__Texto citado__:
━━━
Pero inicie con una mirada en tres direcciones:
Hacia arriba: Vea la perfección y santidad del Dios que lo creó. Revise
su vida frente a la ley que él estableció para sus criaturas; ley dada
por Moisés, pero confirmada por Jesucristo. ¿En cuál o cuáles de sus mandamientos
ha fallado y cuántas veces lo ha hecho? Si tan sólo ha fallado una vez
en uno de esos mandamientos, ya está separado de la presencia de Dios que
no tolera el pecado, es decir, la infracción de la ley (1 Juan 3:4).
Hacia adentro: Vea lo que usted es y lo que ha hecho, sienta dolor por su
condición y confiese sus limitaciones. No intente iniciar otra vez
en sus propias fuerzas ni busque en otro mortal la ayuda que usted
necesita, ¡volverá a fracasar!, ¡volverá a pecar!
A su alrededor: Convénzase de que no hay nada ni nadie en esta tierra que
pueda transformarlo ni otorgarle la virtud necesaria para ya no pecar,
y menos aún, para borrar los errores de su pasado, es decir perdonar su
pecado. |
Y así, parado frente al abismo que lo separa de Dios, clame a él desde
lo profundo de su corazón, que Dios oye la voz del corazón contrito y humillado
y del espíritu quebrantado (Salmo 51:17). Sienta la necesidad y tenga la
seguridad del profeta y, como él, deje que su corazón doliente clame: Conviérteme,
y seré convertido (Jeremías 31:18).
Esto nos lleva a una segunda verdad, muy ligada a la primera: para que
el arrepentimiento lleve fruto, éste debe llevarlo a la conversión, pero,
¿qué entendemos por conversión?
CONVERSIÓN
es un cambio total en nuestra forma de ser y actuar, como producto de haberse
detenido y decidido comenzar de nuevo en una dirección totalmente opuesta y con
recursos totalmente diferentes, habiendo puesto la feen Dios, convencidos de
que él y sólo él lo hará una realidad.
Éste es el fruto digno de arrepentimiento del que nos habla la Biblia (Mateo
3:8). Pues tan sólo sentir dolor por el ayer, es ser como los fariseos
y saduceos que venían para ser bautizados por Juan el Bautista. Esto en
nada cambia la condición del hombre delante de Dios.
━━━
__Extractos de registros__:

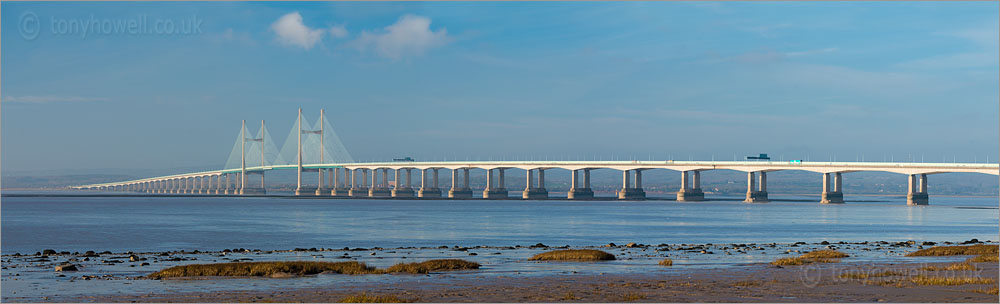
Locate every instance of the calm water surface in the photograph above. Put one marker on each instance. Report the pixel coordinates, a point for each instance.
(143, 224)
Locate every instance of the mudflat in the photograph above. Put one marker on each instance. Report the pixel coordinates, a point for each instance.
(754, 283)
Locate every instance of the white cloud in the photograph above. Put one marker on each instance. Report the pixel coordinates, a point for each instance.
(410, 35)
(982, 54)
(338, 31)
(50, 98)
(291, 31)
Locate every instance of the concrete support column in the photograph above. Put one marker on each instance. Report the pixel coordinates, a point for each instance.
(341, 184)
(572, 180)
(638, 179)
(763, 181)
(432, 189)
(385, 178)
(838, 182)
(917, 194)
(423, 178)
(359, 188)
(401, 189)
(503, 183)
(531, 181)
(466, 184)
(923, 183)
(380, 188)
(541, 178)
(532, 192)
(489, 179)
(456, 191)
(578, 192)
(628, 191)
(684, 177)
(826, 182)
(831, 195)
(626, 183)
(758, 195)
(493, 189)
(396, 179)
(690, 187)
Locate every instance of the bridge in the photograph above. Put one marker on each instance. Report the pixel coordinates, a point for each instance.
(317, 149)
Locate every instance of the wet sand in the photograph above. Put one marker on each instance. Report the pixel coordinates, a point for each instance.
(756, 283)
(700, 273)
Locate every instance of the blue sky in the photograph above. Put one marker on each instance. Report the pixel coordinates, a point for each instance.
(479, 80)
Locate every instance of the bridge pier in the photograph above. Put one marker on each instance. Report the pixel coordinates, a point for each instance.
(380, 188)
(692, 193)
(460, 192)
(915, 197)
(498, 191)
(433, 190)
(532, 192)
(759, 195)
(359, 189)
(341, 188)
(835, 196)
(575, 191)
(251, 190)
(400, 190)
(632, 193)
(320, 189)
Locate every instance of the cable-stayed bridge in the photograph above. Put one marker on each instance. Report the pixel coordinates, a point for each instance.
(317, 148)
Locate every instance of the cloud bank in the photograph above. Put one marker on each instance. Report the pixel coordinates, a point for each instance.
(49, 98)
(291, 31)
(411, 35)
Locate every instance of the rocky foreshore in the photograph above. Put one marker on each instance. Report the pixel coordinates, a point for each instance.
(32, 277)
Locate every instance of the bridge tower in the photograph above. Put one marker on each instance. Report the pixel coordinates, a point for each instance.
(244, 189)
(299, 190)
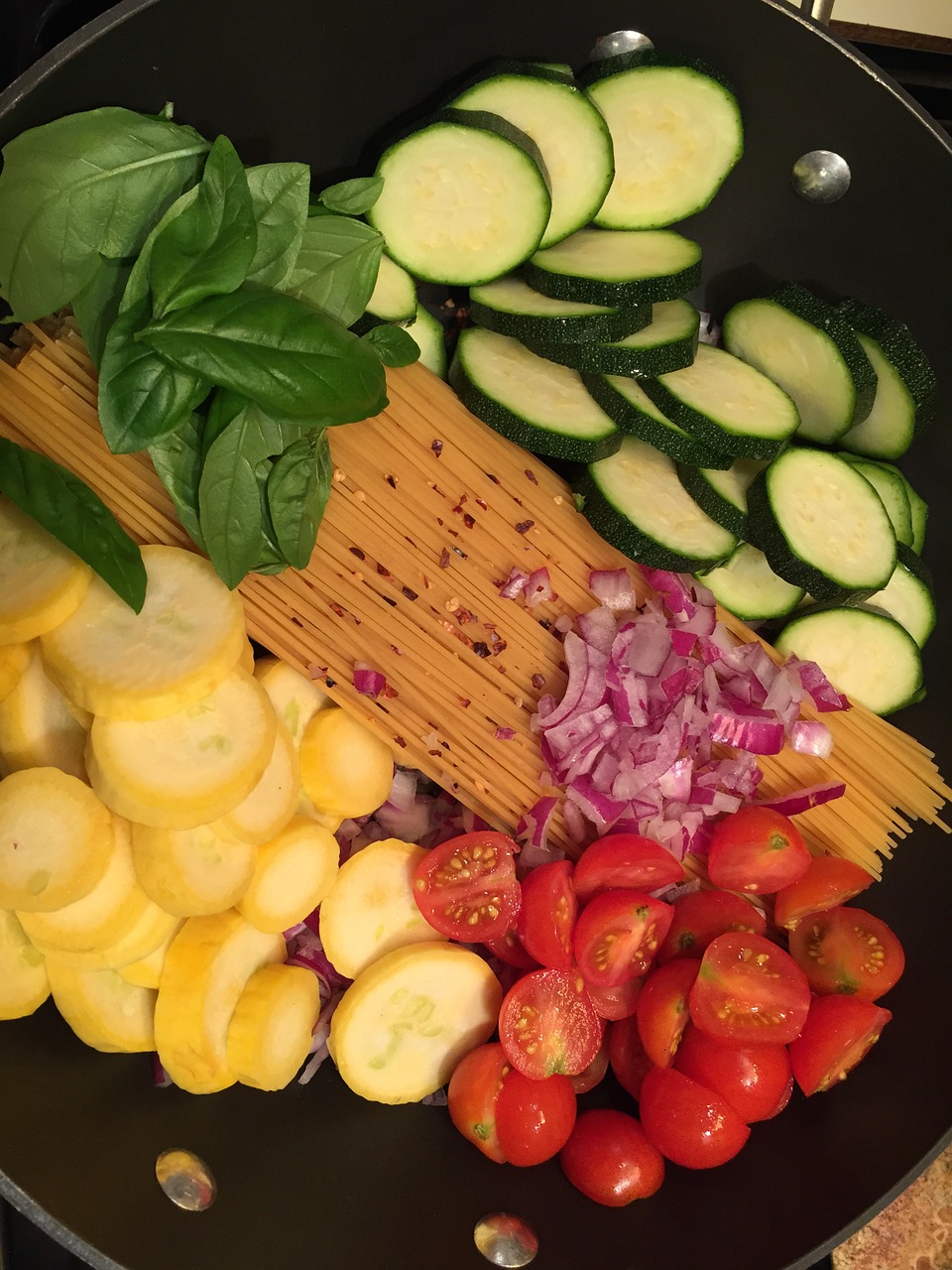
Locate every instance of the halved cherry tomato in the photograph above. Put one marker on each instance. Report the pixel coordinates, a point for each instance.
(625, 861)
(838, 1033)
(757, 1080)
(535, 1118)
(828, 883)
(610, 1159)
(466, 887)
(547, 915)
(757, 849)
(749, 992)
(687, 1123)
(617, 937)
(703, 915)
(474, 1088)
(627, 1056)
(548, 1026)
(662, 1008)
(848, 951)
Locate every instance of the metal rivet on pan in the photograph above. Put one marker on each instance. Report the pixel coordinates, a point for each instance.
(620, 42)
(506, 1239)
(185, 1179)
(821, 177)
━━━
__Lista de tareas__:
1) Reproduzca literalmente el fragmento del texto citado que comienza en "A su alrededor: Convénzase" y termina en "entendemos por conversión?".
2) Resuma el texto citado en dos oraciones.
3) Según el texto citado, ¿qué es lo que Dios no tolera?
Los ítems no intervienen en nada de esto.

__Soluciones__:
1)
A su alrededor: Convénzase de que no hay nada ni nadie en esta tierra que
pueda transformarlo ni otorgarle la virtud necesaria para ya no pecar,
y menos aún, para borrar los errores de su pasado, es decir perdonar su
pecado. |
Y así, parado frente al abismo que lo separa de Dios, clame a él desde
lo profundo de su corazón, que Dios oye la voz del corazón contrito y humillado
y del espíritu quebrantado (Salmo 51:17). Sienta la necesidad y tenga la
seguridad del profeta y, como él, deje que su corazón doliente clame: Conviérteme,
y seré convertido (Jeremías 31:18).
Esto nos lleva a una segunda verdad, muy ligada a la primera: para que
el arrepentimiento lleve fruto, éste debe llevarlo a la conversión, pero,
¿qué entendemos por conversión?

2) El texto citado propone empezar con una mirada en tres direcciones: hacia arriba, para ver la santidad de Dios y revisar la propia vida frente a su ley; hacia adentro, para reconocer la propia condición; y alrededor, para convencerse de que nada en la tierra puede transformar a la persona ni perdonar su pecado, y luego clamar a Dios desde un corazón contrito. Añade que, para que el arrepentimiento lleve fruto, debe conducir a la conversión, que es un cambio total en la forma de ser y actuar con la fe puesta en Dios, pues tan solo sentir dolor por el ayer no cambia la condición del hombre delante de Dios.

3) El pecado, es decir, la infracción de la ley.